> **SUPPLIED RECORDS**
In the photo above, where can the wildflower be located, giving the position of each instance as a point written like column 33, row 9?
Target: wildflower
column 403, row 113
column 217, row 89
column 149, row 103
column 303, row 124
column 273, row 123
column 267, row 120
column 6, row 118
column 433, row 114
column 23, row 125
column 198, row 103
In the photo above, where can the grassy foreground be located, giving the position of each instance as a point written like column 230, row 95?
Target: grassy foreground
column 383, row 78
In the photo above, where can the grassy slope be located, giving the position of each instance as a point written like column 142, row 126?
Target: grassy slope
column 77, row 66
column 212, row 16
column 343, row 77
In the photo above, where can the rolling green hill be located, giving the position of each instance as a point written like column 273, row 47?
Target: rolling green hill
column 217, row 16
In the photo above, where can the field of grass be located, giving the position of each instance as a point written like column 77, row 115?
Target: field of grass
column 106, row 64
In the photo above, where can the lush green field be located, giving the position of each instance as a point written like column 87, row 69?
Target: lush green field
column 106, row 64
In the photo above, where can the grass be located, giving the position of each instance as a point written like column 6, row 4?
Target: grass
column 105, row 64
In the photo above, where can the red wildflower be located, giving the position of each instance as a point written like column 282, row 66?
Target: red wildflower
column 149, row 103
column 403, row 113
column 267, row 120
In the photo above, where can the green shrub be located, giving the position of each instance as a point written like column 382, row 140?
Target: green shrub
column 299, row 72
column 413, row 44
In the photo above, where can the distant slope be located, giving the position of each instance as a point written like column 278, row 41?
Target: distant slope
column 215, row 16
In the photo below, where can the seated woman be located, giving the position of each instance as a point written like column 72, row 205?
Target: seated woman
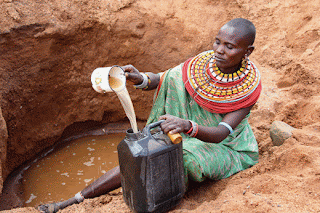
column 208, row 99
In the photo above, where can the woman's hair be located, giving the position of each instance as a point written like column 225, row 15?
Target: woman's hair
column 246, row 29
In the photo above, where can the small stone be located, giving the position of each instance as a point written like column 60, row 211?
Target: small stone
column 279, row 132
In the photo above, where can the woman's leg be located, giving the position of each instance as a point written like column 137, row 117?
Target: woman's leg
column 106, row 183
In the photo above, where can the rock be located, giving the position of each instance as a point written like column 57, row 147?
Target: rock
column 279, row 132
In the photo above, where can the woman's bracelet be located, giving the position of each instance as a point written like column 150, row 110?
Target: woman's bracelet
column 193, row 131
column 227, row 126
column 146, row 81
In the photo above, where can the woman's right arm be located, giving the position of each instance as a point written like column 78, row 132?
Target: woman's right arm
column 133, row 75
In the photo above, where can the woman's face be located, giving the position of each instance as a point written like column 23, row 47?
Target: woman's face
column 229, row 49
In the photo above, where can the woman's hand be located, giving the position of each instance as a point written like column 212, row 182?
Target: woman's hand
column 132, row 74
column 173, row 124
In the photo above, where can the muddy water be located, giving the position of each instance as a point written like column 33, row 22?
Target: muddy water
column 68, row 170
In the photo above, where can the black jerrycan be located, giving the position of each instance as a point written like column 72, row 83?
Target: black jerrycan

> **WHAT THE EXERCISE ASKS**
Verbatim copy with pictures excluded: write out the records above in full.

> **TASK RESULT**
In the photo above, where can the wildflower be located, giving the position of each instance as a point written like column 33, row 9?
Target: wildflower
column 403, row 113
column 217, row 89
column 149, row 103
column 303, row 124
column 273, row 123
column 267, row 120
column 6, row 118
column 433, row 114
column 23, row 125
column 198, row 103
In the photo above, where can the grassy foreground be located, giving the position of each instance as a point written like column 230, row 95?
Target: grassy foreground
column 383, row 78
In the photo above, where can the grassy slope be located, giving the position of each instance as a point written like column 142, row 126?
Target: grassy slope
column 77, row 66
column 212, row 16
column 343, row 77
In the photo above, where can the rolling green hill be located, giving the position of each instance as a point written like column 273, row 47?
Target: rolling green hill
column 217, row 16
In the photo above, where can the field of grass be located, giving the position of each instance as a point written like column 77, row 115?
Target: field of grass
column 106, row 64
In the photo above, where can the lush green field be located, giving the position of each instance as a point written like column 87, row 69?
Target: lush green field
column 106, row 64
In the photo above, where can the grass be located, giving the position of each instance as a point written like column 6, row 4?
Target: grass
column 105, row 64
In the photo above, where can the red wildflower be located, giving the position of each instance as a point written like column 282, row 66?
Target: red wildflower
column 149, row 103
column 403, row 113
column 267, row 120
In the photo above, where can the green shrub be located, giving the position of each instance as a point written like column 382, row 140?
Target: green shrub
column 299, row 72
column 413, row 44
In the photo above, where can the distant slope be located, giving the position of each instance as a point written like column 278, row 41?
Target: distant slope
column 215, row 16
In the photo below, where can the seated woman be located, giving the position of each instance as a point written like column 72, row 205?
Target: seated woman
column 208, row 99
In the photo above, where can the woman's hair be located, giving the position of each instance as a point written like column 225, row 15?
Target: woman's hair
column 246, row 29
In the photo above, where can the small stone be located, giving the position of each instance as a point written like column 60, row 211?
Target: small stone
column 279, row 132
In the photo above, where can the woman's leg be located, giving the position of each instance as a point written like column 137, row 117?
Target: woman's leg
column 106, row 183
In the photo above, where can the rock be located, giving the position of each instance as a point written like column 57, row 147?
Target: rock
column 279, row 132
In the photo above, where can the woman's bracelet be located, giving the position of each instance as a point written like column 150, row 110?
Target: woman's bracelet
column 193, row 131
column 227, row 126
column 146, row 81
In the photo above, where can the woman's right arm be located, giving the position of each instance as a point written like column 78, row 132?
Target: woman's right arm
column 133, row 75
In the photo above, where can the woman's face be located, giving the position of each instance as a point written like column 23, row 47?
Target: woman's face
column 229, row 49
In the photo above, where can the woman's hand be located, giving the position of each instance as a point written like column 212, row 182?
Target: woman's hand
column 132, row 74
column 173, row 124
In the photo above, where can the muddy water be located, giving the position of each instance as a point written like column 33, row 22?
Target: muddy water
column 68, row 170
In the photo above, where can the black jerrycan be located, giving the position of each instance as a point written like column 72, row 83?
Target: black jerrycan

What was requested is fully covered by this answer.